§ Excerpt provided:
Monday, November 02, 2009

More on the Dental Forum

Ah, the Dental Forum. Three days of getting jazzed up about vet dentistry by people who are totally obsessed with it. They put my passion to shame. My friend and technician, Luis, traveled with me, and I could see him getting the bug, too.

In addition to many many lectures, I did a wet lab on fracture repair. I love these! We took a plastic model of a mandible with a nice clean fracture like this:


Then practiced wiring and placing acrylic splints on it, over and over. Isn't this cool?:

I explained to Anthony that the wires would actually go in the soft tissue/gingiva between and circling around the teeth, anchoring them down. He turned green and nearly retched! I think this is so awesome, but he can't even watch me do oral surgery. I can't wait for the next patient hit by a car or kicked by a cow so that I can all the king's horses/all the king's men/put him back together again. I realize this urge is not normal, kinda like the surgeons on Grey's Anatomy are always itching for a major trauma. Looking around the conference, I realized veterinary dentists have this peculiar desire, however have really bad hair, unlike TV. (Also I am thinking I should start telling people I am interested in veterinary oral surgery, not veterinary dentistry, since I do far more surgical procedures than cleaning/cavity filling, and ALL my patients are under anesthesia.)

§ What you need to do:
• A. Copy the part of the dental forum post starting with "More on the" and going on through "the bug, too.".
• B. Answer these questions from the dental forum post:
(i) How many days did the Dental Forum last?
(ii) What topic was the wet lab on?
(iii) How did Anthony react when the wiring was explained to him?

§ Data section:

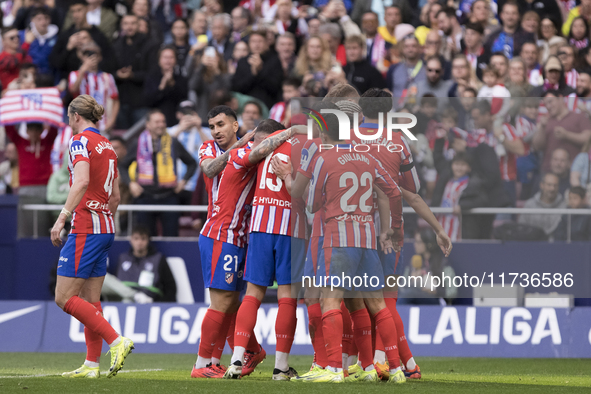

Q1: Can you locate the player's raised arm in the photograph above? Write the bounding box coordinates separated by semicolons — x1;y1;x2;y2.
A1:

§ Responses to the exercise:
• A.
More on the Dental Forum

Ah, the Dental Forum. Three days of getting jazzed up about vet dentistry by people who are totally obsessed with it. They put my passion to shame. My friend and technician, Luis, traveled with me, and I could see him getting the bug, too.

• B.
(i) Three days.
(ii) Fracture repair.
(iii) He turned green and nearly retched.